_EXERCISE REQUIREMENTS_
Sort through the entries below and pull out lines containing the word "instance".

———

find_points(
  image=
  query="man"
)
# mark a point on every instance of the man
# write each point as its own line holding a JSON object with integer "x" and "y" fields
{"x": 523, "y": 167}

———

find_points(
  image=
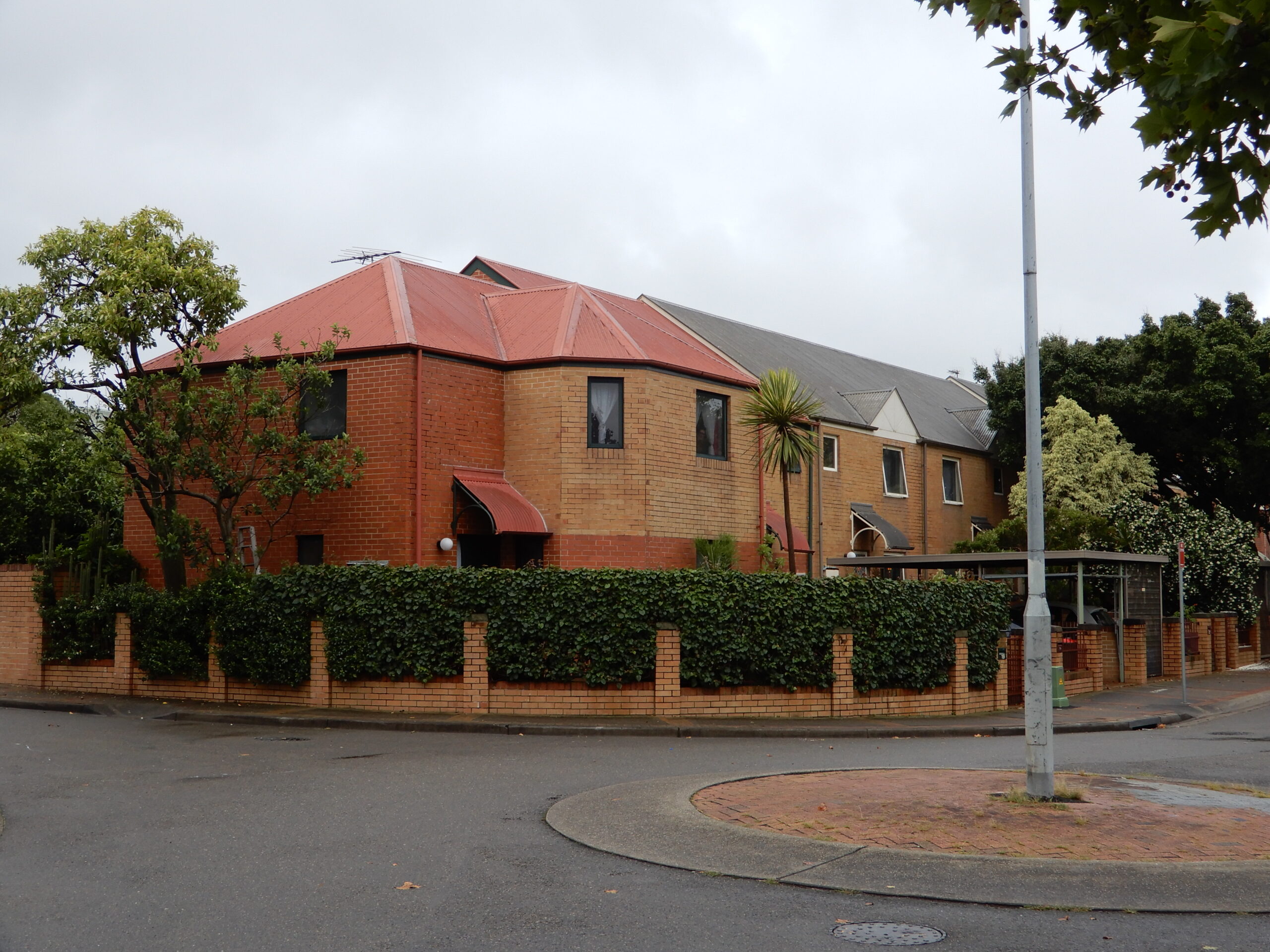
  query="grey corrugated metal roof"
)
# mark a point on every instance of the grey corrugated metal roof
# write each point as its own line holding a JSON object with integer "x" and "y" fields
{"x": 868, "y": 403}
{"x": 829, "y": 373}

———

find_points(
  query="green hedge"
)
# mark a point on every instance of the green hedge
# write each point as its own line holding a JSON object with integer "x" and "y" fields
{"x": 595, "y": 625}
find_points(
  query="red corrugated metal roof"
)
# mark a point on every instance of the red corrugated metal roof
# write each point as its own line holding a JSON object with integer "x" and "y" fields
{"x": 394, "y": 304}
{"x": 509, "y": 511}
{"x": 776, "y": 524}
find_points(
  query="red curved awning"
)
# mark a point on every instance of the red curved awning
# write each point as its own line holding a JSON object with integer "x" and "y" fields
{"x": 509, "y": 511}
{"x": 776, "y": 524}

———

_EXERCISE SOLUTION_
# mark a point on every instance of the man
# mark a point on every instance of the grey corrugated metal roof
# mark a point on every instance of the green hedge
# mark a point on every instance of the red corrugated metal roof
# mark a point on every instance of the red curved awning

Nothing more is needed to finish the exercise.